- TEXT SEGMENT:
— begin —
If Avery used the opera singer and the magician as comic stand-ins for the text’s struggle between norms and their disruptions, the aesthetics of early Mad Magazine can be read through a more literal conflict, or at least competition, between writer Harvery Kurtzman and artist Will Elder for the attention of the reader. Elder liked to cram his panels with what he called “chicken fat,” extraneous gags and signs which pulled our attention from story actions in the foreground to seemingly irrelevant background details. As Elder explained, “chicken fat is the part of the soup that is bad for you, yet gives the soup its delicious pleasure.” For the most part, these background gags were Elder’s own additions, not dictated by Kurtzman’s script, though some have suggested Kurtzman increasingly created opportunities for such elements. At other times, the writer expressed frustration when these gags overwhelmed the basic building blocks of his narrative or upstaged his verbal humor. Readers would linger on a single panel, scanning for more comic elements, rather than following the forward momentum of the plot.
— end —
- RECORDED DATA:
— begin —
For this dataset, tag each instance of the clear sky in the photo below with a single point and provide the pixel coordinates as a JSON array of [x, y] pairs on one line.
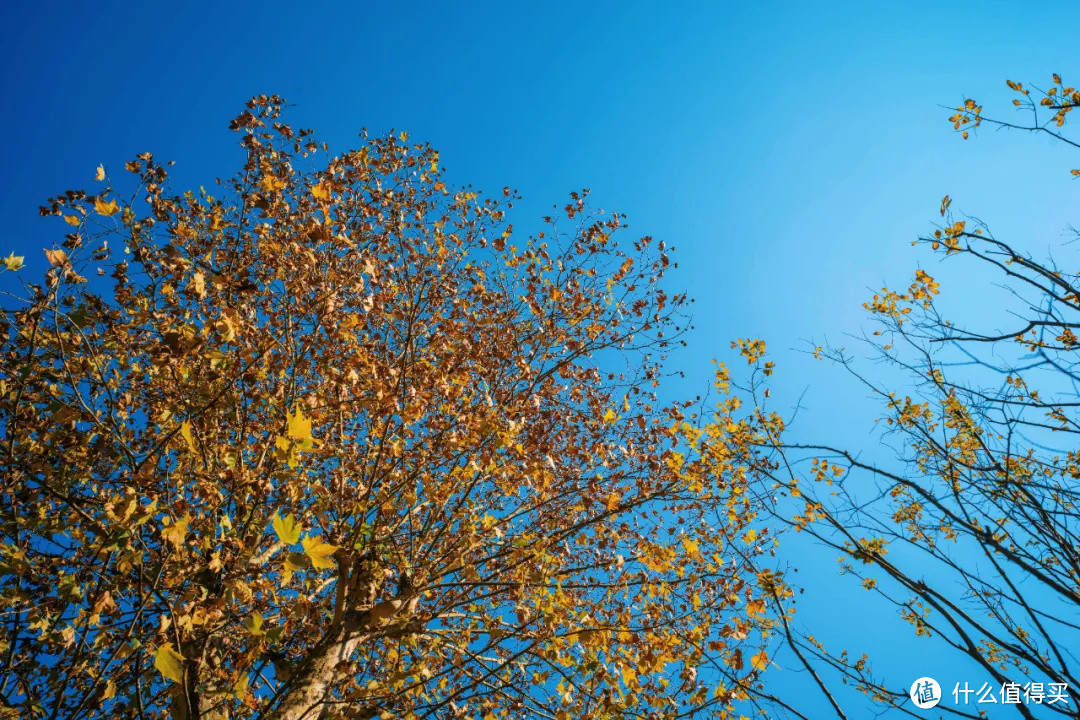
— end —
- WORK TO DO:
a) In the passage on early Mad Magazine, what did Will Elder call the extraneous gags he crammed into his panels?
b) Please extend the passage on early Mad Magazine past its final sentence.

- REPLIES:
a) He called them "chicken fat."

b)
One frequent form of “chicken fat” were advertising signs or graphiiti, texts which often annotated the action or offered conflicting ideological perspectives on the events. Throughout Elder’s “Startchy,” (Mad, 12) background details hint at a much harsher social milieu than depicted in the Archie Andrews comic books. Yet, Elder can not resist putting a Burma Shave rhyme on the butts of a series of background figures in one panel. A scene from “Shadow!” (Mad, 4), showing a young woman falling down a flight of stairs, places a different advertising slogan on each step, while the natives in “Ping Pong” (Mad, 6) defend themselves with the Blue Shield and Knights of Pythias icons, playing cards, board games, roulette wheel, and surf boards . Such images need not be consistent from frame to frame, as in “Sooperdooperman” (Mad, 4) where a different icon appears on the chest of battling caped crusaders, in each panel, further undermining any conception of a coherent or consistent fictional world.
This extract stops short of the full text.